Goal :: Can you quote the rows word for word, starting at the very beginning and ending with the line that contains "column 985, row 78", with that line included? Leave the pictures out.
* * * * * * * * *
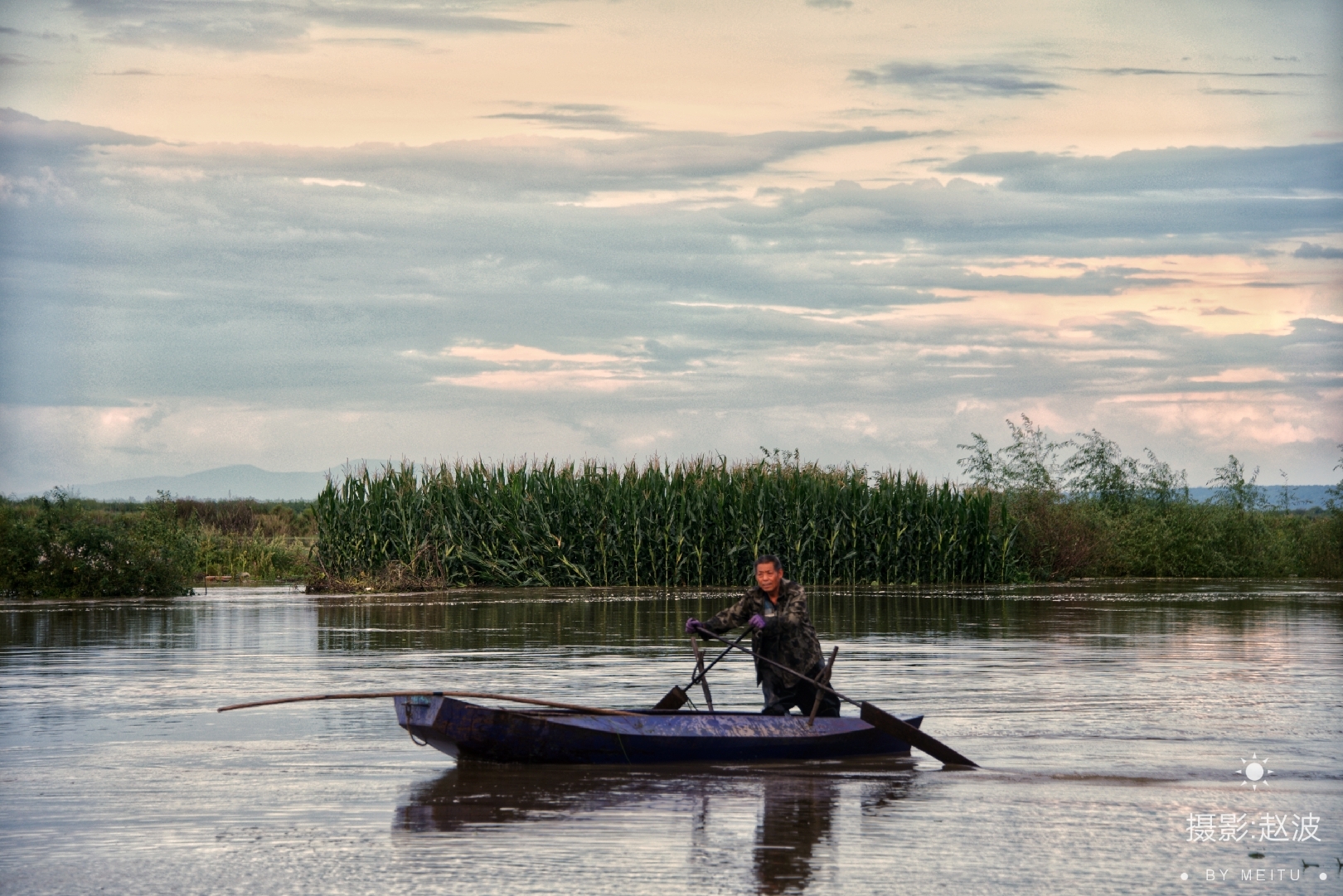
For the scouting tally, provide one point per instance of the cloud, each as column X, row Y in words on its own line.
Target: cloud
column 275, row 24
column 1241, row 92
column 1185, row 71
column 1244, row 375
column 572, row 117
column 1311, row 250
column 860, row 317
column 1269, row 170
column 30, row 141
column 21, row 60
column 985, row 78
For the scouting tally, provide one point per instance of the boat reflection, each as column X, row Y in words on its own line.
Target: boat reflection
column 797, row 803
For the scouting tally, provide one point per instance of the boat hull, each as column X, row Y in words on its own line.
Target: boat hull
column 466, row 729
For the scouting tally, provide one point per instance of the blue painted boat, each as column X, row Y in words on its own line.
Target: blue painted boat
column 466, row 729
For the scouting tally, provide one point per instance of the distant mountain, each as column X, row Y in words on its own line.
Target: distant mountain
column 1306, row 496
column 238, row 482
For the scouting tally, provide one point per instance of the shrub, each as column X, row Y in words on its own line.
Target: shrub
column 60, row 547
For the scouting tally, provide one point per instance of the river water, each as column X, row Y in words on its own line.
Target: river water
column 1107, row 716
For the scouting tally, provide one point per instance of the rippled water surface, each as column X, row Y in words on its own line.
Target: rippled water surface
column 1104, row 715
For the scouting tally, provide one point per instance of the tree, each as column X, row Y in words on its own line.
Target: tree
column 1233, row 489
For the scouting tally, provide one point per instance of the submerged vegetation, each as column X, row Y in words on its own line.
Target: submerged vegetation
column 686, row 523
column 1035, row 510
column 62, row 545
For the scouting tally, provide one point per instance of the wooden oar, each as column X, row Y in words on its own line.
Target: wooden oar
column 429, row 694
column 703, row 675
column 676, row 697
column 825, row 679
column 875, row 716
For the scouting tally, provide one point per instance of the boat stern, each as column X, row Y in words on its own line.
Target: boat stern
column 418, row 715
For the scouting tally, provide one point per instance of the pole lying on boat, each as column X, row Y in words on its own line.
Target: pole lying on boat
column 429, row 694
column 875, row 716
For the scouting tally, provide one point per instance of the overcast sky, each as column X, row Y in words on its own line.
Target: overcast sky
column 289, row 233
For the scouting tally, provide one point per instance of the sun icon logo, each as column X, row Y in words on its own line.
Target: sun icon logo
column 1256, row 772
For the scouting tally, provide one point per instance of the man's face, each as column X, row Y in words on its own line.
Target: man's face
column 768, row 577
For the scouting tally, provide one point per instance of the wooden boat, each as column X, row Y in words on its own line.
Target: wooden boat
column 468, row 729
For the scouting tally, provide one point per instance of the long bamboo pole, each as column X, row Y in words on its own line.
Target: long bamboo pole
column 476, row 695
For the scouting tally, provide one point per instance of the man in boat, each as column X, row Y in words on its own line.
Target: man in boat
column 777, row 608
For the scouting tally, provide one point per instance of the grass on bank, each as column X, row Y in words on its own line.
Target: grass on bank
column 695, row 521
column 1035, row 511
column 63, row 545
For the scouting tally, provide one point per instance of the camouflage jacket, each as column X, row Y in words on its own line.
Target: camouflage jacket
column 788, row 638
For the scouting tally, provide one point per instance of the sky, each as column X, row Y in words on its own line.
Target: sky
column 294, row 233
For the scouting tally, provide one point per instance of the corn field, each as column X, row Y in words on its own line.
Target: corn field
column 688, row 523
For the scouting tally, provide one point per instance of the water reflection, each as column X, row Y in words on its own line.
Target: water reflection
column 795, row 803
column 795, row 817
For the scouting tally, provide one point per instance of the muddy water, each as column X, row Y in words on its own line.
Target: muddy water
column 1108, row 719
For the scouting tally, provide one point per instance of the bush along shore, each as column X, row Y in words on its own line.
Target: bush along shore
column 1081, row 508
column 689, row 523
column 1033, row 511
column 63, row 545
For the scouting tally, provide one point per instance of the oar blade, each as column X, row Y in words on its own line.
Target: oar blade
column 883, row 720
column 675, row 700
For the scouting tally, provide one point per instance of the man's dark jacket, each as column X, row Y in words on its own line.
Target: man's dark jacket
column 788, row 638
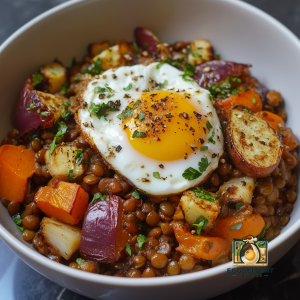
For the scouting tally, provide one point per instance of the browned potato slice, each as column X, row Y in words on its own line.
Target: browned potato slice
column 65, row 238
column 254, row 147
column 55, row 76
column 200, row 52
column 194, row 207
* * * * * * * * *
Solution to the exercise ::
For the scouting tally, provide one point per instance of the cloud, each as column X, row Y in words on its own line.
Target: cloud
column 275, row 24
column 1241, row 92
column 1185, row 71
column 1244, row 375
column 572, row 117
column 1311, row 250
column 860, row 317
column 1269, row 170
column 30, row 141
column 21, row 60
column 985, row 78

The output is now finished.